▶ **YOUR OBJECTIVE**:
In the records below, some lines contain the word "white". Copy each of them.
....
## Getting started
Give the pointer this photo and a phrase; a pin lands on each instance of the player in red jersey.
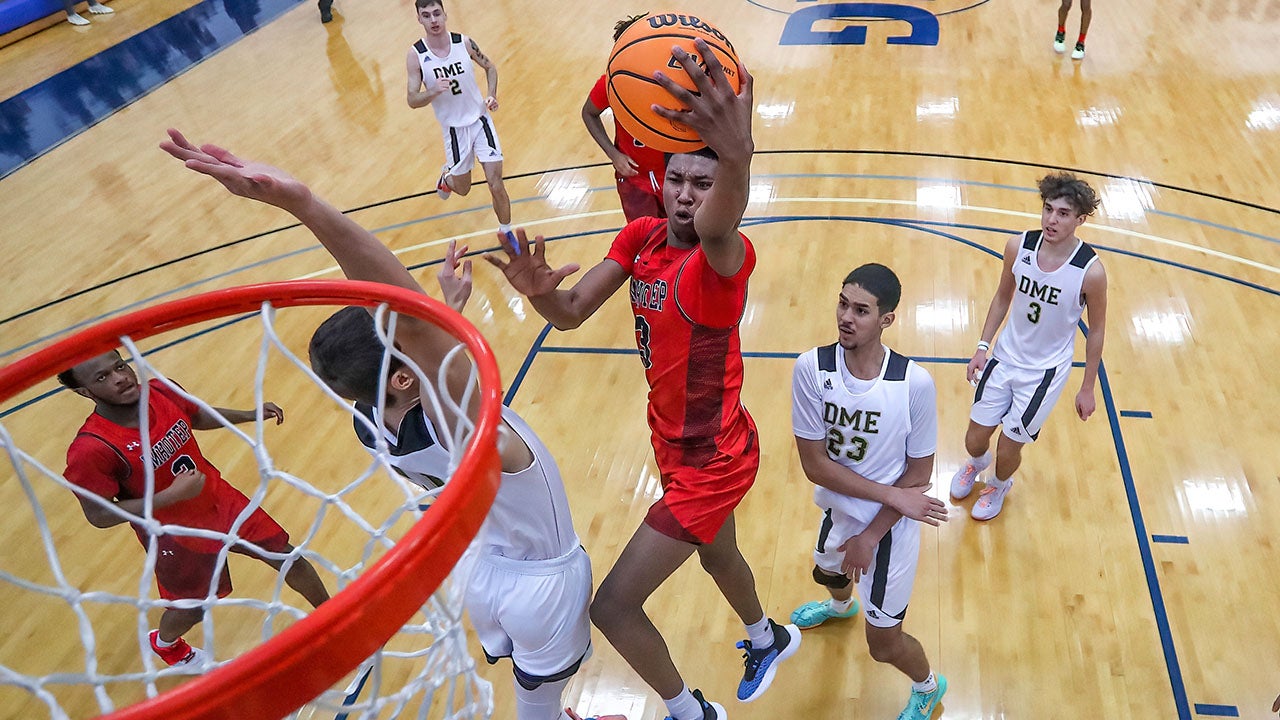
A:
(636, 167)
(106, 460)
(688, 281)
....
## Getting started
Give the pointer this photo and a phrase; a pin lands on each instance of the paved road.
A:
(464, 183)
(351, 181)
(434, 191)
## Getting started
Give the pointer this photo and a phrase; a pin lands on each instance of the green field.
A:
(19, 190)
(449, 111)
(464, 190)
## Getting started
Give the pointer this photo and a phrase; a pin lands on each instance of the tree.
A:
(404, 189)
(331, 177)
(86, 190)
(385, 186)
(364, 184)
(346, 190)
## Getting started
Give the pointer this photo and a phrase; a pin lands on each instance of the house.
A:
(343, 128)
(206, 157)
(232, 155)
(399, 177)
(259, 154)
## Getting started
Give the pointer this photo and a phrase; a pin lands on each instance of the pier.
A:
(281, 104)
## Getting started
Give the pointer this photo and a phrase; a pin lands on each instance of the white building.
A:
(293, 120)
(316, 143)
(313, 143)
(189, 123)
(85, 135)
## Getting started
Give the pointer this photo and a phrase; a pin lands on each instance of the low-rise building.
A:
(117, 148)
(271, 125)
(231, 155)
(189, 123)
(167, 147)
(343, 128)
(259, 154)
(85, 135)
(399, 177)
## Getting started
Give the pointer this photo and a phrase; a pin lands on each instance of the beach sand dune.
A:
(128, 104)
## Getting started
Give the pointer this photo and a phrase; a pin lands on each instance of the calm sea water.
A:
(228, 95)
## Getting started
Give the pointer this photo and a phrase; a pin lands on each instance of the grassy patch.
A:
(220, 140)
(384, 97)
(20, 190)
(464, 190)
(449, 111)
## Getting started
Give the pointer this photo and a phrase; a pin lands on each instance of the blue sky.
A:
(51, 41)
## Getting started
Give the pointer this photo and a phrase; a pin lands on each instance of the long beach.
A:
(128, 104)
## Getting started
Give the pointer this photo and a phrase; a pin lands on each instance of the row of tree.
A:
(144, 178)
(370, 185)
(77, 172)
....
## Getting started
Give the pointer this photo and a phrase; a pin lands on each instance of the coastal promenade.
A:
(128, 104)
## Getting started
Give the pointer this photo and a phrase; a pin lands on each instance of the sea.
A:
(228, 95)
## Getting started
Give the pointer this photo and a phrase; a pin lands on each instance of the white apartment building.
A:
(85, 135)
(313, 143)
....
▶ **YOUR SOLUTION**:
Give the pointer this photo and a phrase; a pin lands on each instance of the white building.
Give the pointer this photo and a phrase; a pin lands on each instance of the white apartment building.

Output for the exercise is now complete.